═════ Provided passage ═════

The Truffle Hunters

This documentary follows grumpy old men and their dogs but scratch beneath the surface and you find... truffles.

The Truffle Hunters is highly recommended viewing. It documents the hunt for an enigmatic underground delicacy that only the uncanny nose of a trained dog can detect.

Sometimes the camera acts as a fly on the wall, catching quotidian conversations between these grizzled men and their terriers and labs. Other times it shows the dog's point of view as it leaps from the truck and scurries through the beautiful North Italian undergrowth, frenetically pawing for lumps of subterranean fungus.

Some forage for their own table, others to sell. The market is lucrative and comes with its own ecosystem of middlemen, appraisers, sellers, and consumers.

This unleashes dark forces: dogs poisoned with strychnine, suspicion and hostility amongst old acquaintances, turf wars and temptations.

It reminded me of another documentary—Taming The Garden. This darker film documents a billionaire's vanity project to populate his garden with the most stately trees from all over Georgia. Contractors scout, stalk, dig, scaffold, uproot, raise, and transfer them one by one.

The film's most striking visual shows a beautiful tree in all its arboreal glory rising above what appears to be an ocean. It's actually a lake, and the tree is being transported on a flatbed shipping container to its new home in the billionaire's private forest.

Crimson Gold

A schizophrenic pizza delivery man —played by real-life schizophrenic pizza delivery man Hussein Emadeddin —encounters the inequities of life in Iran during his delivery runs. There is no blood in the movie—spoiler alert: what initially appears as blood in the bathroom is nail polish—but the violence is palpable until it finally boils over.

═════ Information shown ═════

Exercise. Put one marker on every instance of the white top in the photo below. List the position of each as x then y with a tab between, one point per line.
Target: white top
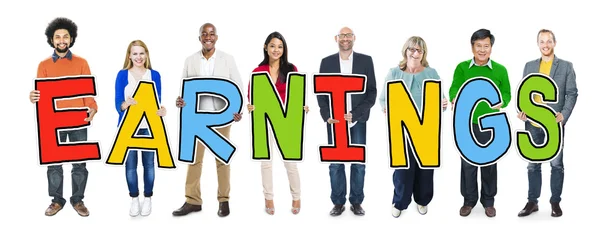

═════

_Task instructions_
Render this sentence from the film reviews into Spanish: "The market is lucrative and comes with its own ecosystem of middlemen, appraisers, sellers, and consumers."

_Output for this exercise_
El mercado es lucrativo y viene con su propio ecosistema de intermediarios, tasadores, vendedores y consumidores.